Tareas -
(a) Responde según el texto sobre Protágoras y la medida del hombre:
(i) ¿Qué afirmó Protágoras?
(ii) ¿En qué consiste la tentación primordial?
(iii) ¿En quién se halla solamente la respuesta satisfactoria?
(b) Sigue escribiendo el texto sobre Protágoras y la medida del hombre a partir de su última oración.

Texto mostrado -
________________________

Afirmó Protágoras que el hombre constituye la medida de todas las cosas. La frase es válida si se entiende de «todas las demás cosas creadas». No lo es si se quiere con ello erigir al hombre en medida de sí mismo, y mucho menos en medida de su Creador. El hombre, que en sí resume la materia y el espíritu, lo perecedero y lo inmortal, es un microcosmos o, si se prefiere, un pontífice entre la materia y el espíritu puro. No pasa de ahí, de significar un anillo de extraordinaria importancia.

Pero hay más. Al ser el hombre también espíritu, contiene, junto a su finitud propia, una cierta infinitud: esto no lo eleva a un plano sobrenatural, por supuesto, pero sí lo sitúa en la posibilidad de ser elevado hasta él algún día. La tentación primordial, que se enmascara en todas las tentaciones cotidianas, consiste en pretender «ser como Dios». Sin embargo, eso que constituye un pecado y un fracaso toda vez que significa aceptación de la sugestión diabólica, si es, por el contrario, docilidad a una invitación divina, representa en verdad un mérito y un éxito. Pues he aquí que el hombre, no por sí mismo, sino por merced del Señor, ha llegado a ser como Dios. Y Dios ha llegado a ser hombre. Este, entonces, ya no se limita a ser puente entre el mundo de la materia y el mundo del espíritu, sino que ha venido a ser también puente entre la creación y el Creador.

El Dios Hombre, Jesucristo, es el ideal del hombre en cuanto «imagen y semejanza de Dios»: dispone de una completa libertad sobre el mundo inferior y manifiesta un perfecto sometimiento al Padre. Por eso, la respuesta satisfactoria a nuestra pregunta no se halla en el hombre—ni en el puro hombre inexistente ni mucho menos en el hombre caído—, ni tampoco en Dios entendido según su pura divinidad, sino solamente en Jesucristo Salvador. Sólo El puede «romper los sellos» (Ap 5,9).

________________________

Datos -
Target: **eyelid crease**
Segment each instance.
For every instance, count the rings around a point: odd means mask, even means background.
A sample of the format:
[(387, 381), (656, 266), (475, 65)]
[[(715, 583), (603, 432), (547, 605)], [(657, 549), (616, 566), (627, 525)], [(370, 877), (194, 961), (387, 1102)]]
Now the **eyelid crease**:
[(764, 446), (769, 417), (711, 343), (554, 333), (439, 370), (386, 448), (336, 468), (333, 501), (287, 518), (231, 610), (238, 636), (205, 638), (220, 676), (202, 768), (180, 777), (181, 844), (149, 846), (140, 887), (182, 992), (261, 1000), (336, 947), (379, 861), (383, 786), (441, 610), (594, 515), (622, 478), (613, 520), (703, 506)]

________________________

Tareas resueltas -
(a)
(i) Que el hombre constituye la medida de todas las cosas.
(ii) En pretender «ser como Dios».
(iii) En Jesucristo Salvador.

(b)
El hombre ya no es sólo hombre. O es más que hombre o es menos que hombre. Habiendo sido, por el pecado, infiel a la elevación que Dios tuvo a bien concederle, se ha rebajado hasta el plano de la mayor miseria. Este amasijo de luces y sombras, este despojo de luces sofocadas, de excelencias prostituidas, es lo que contemplan los ojos penetrantes de Jesús cuando pronuncia su juicio sobre los hombres. Pero esta realidad maltrecha y odiosa es la que sus manos van a levantar con mucha piedad, para devolverla a su primitiva pureza, a un estado aún más eminente.

El amor de Cristo a la humanidad es, sobre todo, compasión. «Tenía compasión de la muchedumbre» (Mt 14,14; 15,32; Mc 8,2; Lc 7,13). Al descender a la tierra, hasta la mísera naturaleza humana—mísera por «herida»—, lo hizo para padecer con los hombres. Compasión y condescendencia son dos términos que han degenerado. En su prístino y hermoso sentido no significan «compadecerse de» y «condescender hacia», sino «padecer con», «descender con». No representan un favor altivamente otorgado desde lo alto: suponen una adhesión tan perfecta y entrañable, que la suerte del otro viene a ser asumida en toda su integridad. Por eso justamente es remediada su situación, por eso el hombre es curado, ya que «sólo fue sanado aquello que fue asumido» 2.

El Hijo del hombre devuelve a cada hombre su regia condición. Reivindica al individuo. Ya no es éste una pieza al servicio de la república, ya no es sólo un miembro de la colectividad, el cociente de mil dividido por mil. Las concepciones totalitarias son condenadas en su raíz. La misma mentalidad del Antiguo Testamento, según la cual un israelita era nada más una partícula de Israel, amado de Dios y predilecto en cuanto pueblo, es superada y corregida, y desemboca así en la valoración de cada alma individual. El hombre, el hombre anónimo que recibe su nombre concretísimo y personal merced a su filiación respecto de Dios Padre, es colocado en el

2 SAN GREGORIO NACIANCENO, Epist. Iot: MG 37,181.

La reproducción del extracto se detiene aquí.